*Cosa si chiede:*
Per ciascuna affermazione stabilisci se concorda con il brano fornito sul pestaggio. Rispondi sì o no e riporta tra virgolette le parole del brano che lo decidono.
1. I tre giovani arrestati sono tutti genovesi.
2. Le due ragazze sono state arrestate insieme ai tre giovani.
3. Il barista è stato aggredito il 14 luglio.

*Brano fornito:*
>>>
Pestaggio sul bus, una perizia per conoscere la versione della vittima

Il publico ministero Vittorio Ranieri Miniati è in attesa di conoscere le condizioni di salute del 44enne aggredito e massacrato lo scorso luglio e capire quanto potrà essere ascoltato. Intanto, sfuma sempre di più l'ipotesi omofobia

Uno sguardo di troppo alle ragazze che erano con loro sull’autobus, un apprezzamento non gradito, e scatta la violenza: questi, in estrema sintesi, sembrano essere i motivi che hanno spinto i tre ragazzi genovesi arrestati la scorsa domenica ad accanirsi contro il barista 44enne che lo scorso 14 luglio è stato aggredito e massacrato sull’autobus nel cuore della notte e pochi giorni dopo è finito in coma dopo un intervento chirurgico urgente alla testa.

L’inchiesta, coordinata dal pubblico ministero Vittorio Ranieri Miniati, è arrivata a una svolta a due mesi dall’episodio, complice un video registrato e memorizzato da una videocamera di sorveglianza che ha immortalato il gruppo di aggressori mentre si allontanavano da piazza Caricamento, capolinea dell’autobus 1, dove si è consumato il pestaggio. Ai carabinieri sono servite settimane di indagini, con controlli a tappeto su potenziali testimoni e sulle celle telefoniche cui i telefonini della gang avevano potuto agganciarsi in quel ridotto arco di tempo in cui sono rimasti in zona, ma alla fine è arrivato il risultato: tre giovani, due maggiorenni e uno minorenne all’epoca del fatto, tutti genovesi, sono stati arrestati, mentre due ragazze, una italiana e una di origine albanese, sono state denunciate a piede libero in attesa di chiarire la loro posizione, e dalle testimonianze rese al gip Nadia Magrini e al pm non ci sarebbero dubbi che siano stati proprio loro ad accanirsi contro il barista rischiando addirittura di ucciderlo.
<<<
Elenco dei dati
>>>
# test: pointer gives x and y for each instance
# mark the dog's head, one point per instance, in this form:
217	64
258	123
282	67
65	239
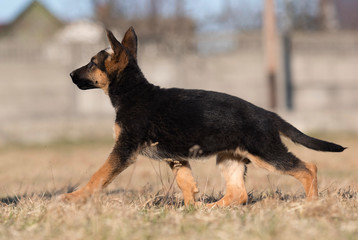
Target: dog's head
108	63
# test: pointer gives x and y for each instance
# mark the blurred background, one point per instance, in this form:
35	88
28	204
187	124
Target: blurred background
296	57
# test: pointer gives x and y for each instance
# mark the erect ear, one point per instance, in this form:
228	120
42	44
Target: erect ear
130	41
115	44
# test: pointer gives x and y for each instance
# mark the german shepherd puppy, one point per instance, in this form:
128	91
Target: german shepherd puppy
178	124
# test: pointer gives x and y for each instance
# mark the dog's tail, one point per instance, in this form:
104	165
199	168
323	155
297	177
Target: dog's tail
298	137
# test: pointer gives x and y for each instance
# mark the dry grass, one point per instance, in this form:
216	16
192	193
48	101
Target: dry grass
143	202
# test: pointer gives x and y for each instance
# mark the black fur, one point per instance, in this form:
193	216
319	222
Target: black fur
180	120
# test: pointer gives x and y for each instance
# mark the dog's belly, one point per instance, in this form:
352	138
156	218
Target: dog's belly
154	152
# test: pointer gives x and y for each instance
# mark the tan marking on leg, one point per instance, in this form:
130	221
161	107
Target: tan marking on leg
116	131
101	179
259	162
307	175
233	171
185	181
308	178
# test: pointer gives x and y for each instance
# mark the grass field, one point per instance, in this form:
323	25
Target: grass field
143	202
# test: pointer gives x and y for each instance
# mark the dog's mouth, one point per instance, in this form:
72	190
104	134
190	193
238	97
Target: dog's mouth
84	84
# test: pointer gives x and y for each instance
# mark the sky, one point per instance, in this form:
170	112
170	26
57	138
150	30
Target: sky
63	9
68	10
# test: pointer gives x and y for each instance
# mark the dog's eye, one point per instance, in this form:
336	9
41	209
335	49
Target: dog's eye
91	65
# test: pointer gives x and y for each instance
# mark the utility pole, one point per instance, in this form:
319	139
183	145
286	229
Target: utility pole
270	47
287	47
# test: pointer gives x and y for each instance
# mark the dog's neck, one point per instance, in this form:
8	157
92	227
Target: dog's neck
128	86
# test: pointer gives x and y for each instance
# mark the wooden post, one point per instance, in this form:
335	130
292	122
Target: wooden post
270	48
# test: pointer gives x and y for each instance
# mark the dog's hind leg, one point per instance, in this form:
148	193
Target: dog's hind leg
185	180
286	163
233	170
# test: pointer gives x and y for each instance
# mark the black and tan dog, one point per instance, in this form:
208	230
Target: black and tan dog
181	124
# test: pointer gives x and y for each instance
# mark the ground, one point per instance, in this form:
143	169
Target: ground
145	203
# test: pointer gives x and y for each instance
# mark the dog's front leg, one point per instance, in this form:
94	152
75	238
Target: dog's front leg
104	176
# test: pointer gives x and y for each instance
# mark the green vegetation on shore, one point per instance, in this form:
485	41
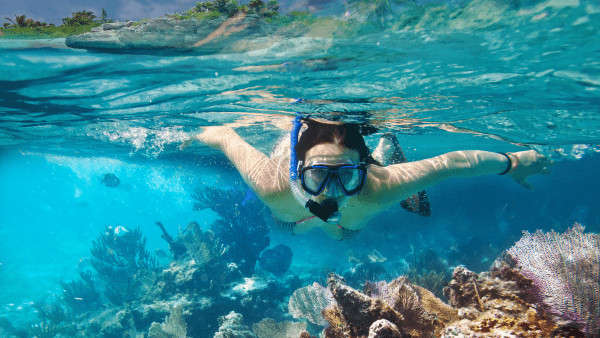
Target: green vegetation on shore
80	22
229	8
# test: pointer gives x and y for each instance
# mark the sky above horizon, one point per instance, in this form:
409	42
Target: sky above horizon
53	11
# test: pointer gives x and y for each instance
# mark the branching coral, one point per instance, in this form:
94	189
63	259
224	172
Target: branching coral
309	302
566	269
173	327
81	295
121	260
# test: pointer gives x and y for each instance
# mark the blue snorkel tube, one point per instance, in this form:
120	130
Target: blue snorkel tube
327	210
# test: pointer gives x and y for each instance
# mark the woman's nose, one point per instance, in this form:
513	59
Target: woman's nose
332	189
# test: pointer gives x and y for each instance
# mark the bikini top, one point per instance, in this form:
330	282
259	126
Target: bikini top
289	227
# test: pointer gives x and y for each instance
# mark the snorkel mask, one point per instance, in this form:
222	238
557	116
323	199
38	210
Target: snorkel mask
<<<
*La soluzione:*
1. Sì: «tre giovani, due maggiorenni e uno minorenne all’epoca del fatto, tutti genovesi, sono stati arrestati».
2. No: «due ragazze, una italiana e una di origine albanese, sono state denunciate a piede libero».
3. Sì: «lo scorso 14 luglio è stato aggredito e massacrato sull’autobus».